• **WHAT IS BEING ASKED**:
Beneath this task are records; print exactly the stretch of them from the line with "Target: forehead" through the line with "the chimpanzee eye", both ends included.

Image point grounding data:
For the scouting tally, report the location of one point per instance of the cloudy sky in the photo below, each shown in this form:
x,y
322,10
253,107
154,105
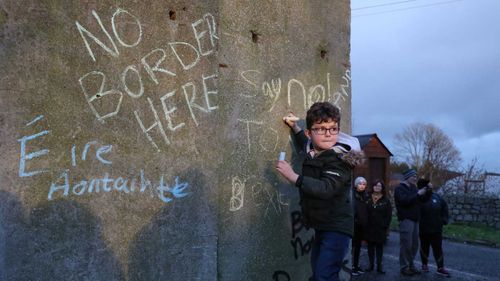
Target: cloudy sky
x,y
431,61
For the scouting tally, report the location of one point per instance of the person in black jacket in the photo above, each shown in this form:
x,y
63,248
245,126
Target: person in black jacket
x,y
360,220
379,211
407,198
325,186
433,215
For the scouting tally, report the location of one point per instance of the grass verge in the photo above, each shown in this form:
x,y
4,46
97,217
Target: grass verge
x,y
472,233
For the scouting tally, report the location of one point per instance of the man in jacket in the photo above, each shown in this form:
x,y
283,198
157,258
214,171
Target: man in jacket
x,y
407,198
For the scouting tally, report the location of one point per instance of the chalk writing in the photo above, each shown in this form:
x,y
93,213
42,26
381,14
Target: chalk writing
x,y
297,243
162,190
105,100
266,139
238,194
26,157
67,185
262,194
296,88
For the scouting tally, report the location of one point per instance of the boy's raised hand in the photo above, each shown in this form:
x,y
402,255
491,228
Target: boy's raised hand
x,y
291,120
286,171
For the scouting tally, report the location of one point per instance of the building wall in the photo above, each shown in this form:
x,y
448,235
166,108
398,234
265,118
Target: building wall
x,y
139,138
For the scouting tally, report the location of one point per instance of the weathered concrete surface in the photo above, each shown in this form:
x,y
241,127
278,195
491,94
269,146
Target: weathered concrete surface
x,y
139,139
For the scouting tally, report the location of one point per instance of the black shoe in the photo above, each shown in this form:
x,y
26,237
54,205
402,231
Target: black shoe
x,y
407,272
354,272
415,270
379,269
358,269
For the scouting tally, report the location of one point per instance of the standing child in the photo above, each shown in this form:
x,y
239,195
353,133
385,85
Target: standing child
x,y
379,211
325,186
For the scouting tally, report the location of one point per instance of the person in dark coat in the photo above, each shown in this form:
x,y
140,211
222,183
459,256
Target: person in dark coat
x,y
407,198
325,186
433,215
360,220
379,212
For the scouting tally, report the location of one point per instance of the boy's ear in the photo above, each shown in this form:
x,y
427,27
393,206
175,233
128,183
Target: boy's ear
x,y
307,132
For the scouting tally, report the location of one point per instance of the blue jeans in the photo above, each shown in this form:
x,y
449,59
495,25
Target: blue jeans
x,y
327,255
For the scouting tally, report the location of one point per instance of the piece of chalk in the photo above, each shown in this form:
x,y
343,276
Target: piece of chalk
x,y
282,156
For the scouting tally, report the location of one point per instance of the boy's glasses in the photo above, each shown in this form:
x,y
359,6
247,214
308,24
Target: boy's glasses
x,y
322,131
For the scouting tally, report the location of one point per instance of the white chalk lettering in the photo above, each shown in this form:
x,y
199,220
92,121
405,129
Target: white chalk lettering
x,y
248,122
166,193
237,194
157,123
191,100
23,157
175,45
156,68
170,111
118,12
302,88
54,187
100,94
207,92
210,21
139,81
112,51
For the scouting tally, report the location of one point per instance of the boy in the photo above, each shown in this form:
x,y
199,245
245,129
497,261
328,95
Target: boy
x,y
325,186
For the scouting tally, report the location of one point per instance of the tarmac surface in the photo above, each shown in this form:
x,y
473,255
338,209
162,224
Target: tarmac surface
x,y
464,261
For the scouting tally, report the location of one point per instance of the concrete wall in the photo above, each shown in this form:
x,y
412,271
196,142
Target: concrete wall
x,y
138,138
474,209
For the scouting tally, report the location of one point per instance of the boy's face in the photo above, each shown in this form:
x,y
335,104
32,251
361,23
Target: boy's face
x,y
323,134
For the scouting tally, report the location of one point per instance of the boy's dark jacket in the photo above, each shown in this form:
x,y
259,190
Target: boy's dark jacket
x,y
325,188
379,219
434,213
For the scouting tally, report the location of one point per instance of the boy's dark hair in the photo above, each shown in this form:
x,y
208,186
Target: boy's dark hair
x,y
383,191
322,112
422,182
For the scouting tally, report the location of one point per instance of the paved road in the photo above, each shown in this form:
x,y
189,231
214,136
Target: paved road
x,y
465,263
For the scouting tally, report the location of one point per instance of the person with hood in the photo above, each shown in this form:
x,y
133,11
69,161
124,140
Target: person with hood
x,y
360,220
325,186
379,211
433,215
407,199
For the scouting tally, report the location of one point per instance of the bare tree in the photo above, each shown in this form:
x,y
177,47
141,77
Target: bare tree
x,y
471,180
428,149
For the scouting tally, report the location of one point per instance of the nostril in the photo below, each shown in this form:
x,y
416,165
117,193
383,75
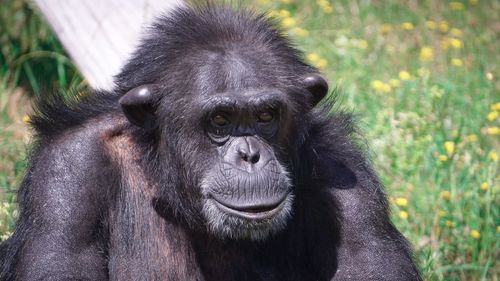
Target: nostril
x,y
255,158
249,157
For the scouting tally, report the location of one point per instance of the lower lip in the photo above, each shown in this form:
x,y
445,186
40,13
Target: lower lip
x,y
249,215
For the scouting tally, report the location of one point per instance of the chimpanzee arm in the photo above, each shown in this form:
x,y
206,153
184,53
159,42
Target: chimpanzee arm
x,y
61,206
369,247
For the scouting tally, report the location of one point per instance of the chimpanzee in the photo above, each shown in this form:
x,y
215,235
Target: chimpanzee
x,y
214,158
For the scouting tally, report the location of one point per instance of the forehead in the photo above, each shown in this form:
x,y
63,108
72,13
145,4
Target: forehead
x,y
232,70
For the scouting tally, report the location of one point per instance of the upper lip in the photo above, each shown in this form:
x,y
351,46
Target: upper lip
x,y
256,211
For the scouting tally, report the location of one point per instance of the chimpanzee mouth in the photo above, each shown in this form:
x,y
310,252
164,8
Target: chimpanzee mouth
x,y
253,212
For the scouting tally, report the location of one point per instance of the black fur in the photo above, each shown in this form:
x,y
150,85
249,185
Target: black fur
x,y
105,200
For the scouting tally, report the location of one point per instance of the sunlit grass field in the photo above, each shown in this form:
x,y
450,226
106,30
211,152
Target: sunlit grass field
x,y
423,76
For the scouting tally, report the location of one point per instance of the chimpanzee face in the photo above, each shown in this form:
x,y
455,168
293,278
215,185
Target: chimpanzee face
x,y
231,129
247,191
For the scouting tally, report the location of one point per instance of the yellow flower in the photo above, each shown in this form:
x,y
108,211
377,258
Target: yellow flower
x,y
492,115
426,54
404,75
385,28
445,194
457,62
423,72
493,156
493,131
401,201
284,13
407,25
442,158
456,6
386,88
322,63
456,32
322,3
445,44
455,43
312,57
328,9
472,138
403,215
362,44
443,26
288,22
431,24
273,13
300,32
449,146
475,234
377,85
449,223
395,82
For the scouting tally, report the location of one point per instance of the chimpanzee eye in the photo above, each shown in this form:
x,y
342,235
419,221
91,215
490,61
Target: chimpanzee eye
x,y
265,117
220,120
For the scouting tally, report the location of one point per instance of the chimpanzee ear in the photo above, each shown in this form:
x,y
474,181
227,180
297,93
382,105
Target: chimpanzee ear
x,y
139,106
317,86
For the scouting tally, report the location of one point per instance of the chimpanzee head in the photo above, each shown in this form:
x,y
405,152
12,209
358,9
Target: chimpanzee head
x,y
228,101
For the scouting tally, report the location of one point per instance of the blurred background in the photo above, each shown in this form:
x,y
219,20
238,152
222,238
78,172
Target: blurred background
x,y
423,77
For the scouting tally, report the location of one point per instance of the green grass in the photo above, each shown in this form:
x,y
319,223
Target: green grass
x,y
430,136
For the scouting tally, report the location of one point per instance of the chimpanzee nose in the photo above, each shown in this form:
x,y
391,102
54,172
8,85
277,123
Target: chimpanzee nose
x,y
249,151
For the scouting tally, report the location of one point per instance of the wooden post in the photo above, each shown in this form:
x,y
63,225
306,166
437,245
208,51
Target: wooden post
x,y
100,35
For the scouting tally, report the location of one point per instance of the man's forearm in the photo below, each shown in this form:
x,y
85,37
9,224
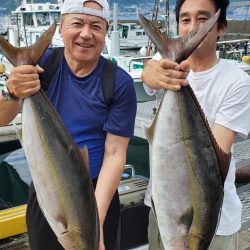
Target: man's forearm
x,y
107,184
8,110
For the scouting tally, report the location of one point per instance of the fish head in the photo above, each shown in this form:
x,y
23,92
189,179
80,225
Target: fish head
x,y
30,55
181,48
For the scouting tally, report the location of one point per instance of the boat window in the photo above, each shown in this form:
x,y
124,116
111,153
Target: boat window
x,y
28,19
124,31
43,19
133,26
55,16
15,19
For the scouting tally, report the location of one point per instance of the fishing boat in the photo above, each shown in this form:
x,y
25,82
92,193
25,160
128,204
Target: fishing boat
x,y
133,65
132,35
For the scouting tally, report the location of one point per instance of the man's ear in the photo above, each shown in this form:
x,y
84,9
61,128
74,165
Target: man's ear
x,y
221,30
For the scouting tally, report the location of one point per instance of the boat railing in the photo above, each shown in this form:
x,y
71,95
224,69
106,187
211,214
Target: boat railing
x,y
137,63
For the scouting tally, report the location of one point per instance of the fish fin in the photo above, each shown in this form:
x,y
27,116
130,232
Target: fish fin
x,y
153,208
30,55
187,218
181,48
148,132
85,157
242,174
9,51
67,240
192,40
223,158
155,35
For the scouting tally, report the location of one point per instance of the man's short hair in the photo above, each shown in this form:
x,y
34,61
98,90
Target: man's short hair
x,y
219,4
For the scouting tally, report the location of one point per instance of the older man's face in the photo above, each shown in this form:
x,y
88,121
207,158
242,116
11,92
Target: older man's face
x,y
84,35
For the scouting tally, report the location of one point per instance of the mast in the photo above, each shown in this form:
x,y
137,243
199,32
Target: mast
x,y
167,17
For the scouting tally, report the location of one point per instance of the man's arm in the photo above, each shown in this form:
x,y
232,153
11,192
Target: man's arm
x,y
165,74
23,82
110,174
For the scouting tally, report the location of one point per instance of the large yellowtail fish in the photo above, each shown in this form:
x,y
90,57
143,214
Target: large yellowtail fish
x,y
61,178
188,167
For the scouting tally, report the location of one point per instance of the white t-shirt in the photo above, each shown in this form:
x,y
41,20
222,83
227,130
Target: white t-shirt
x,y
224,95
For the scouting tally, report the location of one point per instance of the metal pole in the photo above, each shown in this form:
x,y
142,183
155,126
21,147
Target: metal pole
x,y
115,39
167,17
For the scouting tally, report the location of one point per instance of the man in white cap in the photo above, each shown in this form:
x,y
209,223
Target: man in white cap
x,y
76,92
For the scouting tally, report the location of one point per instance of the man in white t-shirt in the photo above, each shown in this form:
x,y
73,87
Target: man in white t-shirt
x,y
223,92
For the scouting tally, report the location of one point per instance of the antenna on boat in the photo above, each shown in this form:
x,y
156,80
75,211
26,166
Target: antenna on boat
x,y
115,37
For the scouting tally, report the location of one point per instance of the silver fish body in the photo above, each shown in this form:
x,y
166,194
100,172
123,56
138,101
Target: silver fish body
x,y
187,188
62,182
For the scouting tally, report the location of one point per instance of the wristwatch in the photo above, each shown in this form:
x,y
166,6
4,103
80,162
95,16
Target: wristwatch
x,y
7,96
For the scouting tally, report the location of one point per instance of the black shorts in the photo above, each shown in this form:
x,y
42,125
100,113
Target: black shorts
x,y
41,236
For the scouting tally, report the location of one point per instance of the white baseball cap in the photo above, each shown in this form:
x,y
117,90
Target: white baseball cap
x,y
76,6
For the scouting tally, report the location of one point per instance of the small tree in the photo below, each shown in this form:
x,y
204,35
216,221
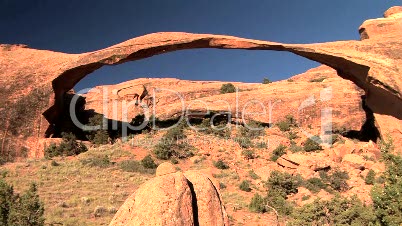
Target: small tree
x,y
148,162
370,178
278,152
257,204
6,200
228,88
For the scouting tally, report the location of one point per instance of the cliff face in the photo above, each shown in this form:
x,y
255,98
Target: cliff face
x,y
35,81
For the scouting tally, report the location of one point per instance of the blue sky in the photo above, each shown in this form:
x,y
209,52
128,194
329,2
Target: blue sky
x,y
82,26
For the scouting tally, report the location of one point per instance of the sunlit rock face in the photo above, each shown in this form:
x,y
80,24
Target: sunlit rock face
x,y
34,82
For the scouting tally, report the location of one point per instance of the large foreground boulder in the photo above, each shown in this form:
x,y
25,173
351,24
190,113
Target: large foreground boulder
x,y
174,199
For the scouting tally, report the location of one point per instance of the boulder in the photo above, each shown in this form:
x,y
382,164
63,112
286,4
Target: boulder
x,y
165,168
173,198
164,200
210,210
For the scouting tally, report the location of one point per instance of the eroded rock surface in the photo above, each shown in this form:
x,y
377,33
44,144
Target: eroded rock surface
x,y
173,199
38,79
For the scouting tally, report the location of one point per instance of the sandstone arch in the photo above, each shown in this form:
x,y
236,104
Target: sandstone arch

• **EXERCISE ANSWER**:
Target: forehead
x,y
232,70
For the scouting tally, report the location of one point per instance of the upper lip in the photo above, each shown in this form:
x,y
351,46
Target: upper lip
x,y
256,211
For the scouting tally, report the location of one point per instance of the chimpanzee mouth in the photo above, each shown in this form:
x,y
310,252
164,8
Target: chimpanzee mouth
x,y
253,212
For the scouting tally, report the location of one point per instance of the black fur in the photo above, each shown in this form:
x,y
150,85
249,185
Target: black fur
x,y
105,200
For the scouting tally, report the location of one point per instance of the sunlit grass field in the photo above, each shown in this form:
x,y
450,226
106,30
211,152
Target: sunlit grass field
x,y
423,76
For the scouting tally, report the location of one point per instance of the chimpanzee face in the photo above, each shown in this form:
x,y
455,168
293,278
215,185
Target: chimpanzee face
x,y
231,129
247,191
For the scouting tally, report the location of one point per instance of the yellow flower in the photo above, each shown in this form:
x,y
108,211
377,258
Target: yellow flower
x,y
492,115
426,54
404,75
385,28
445,194
457,62
423,72
493,156
493,131
401,201
284,13
407,25
442,158
456,6
386,88
322,63
456,32
322,3
445,44
455,43
312,57
328,9
472,138
403,215
362,44
443,26
288,22
431,24
273,13
300,32
449,146
475,234
377,85
449,223
395,82
For the scouting tally, report the location of one point per instance of the chimpanzee eye in the photo above, each shown in this form:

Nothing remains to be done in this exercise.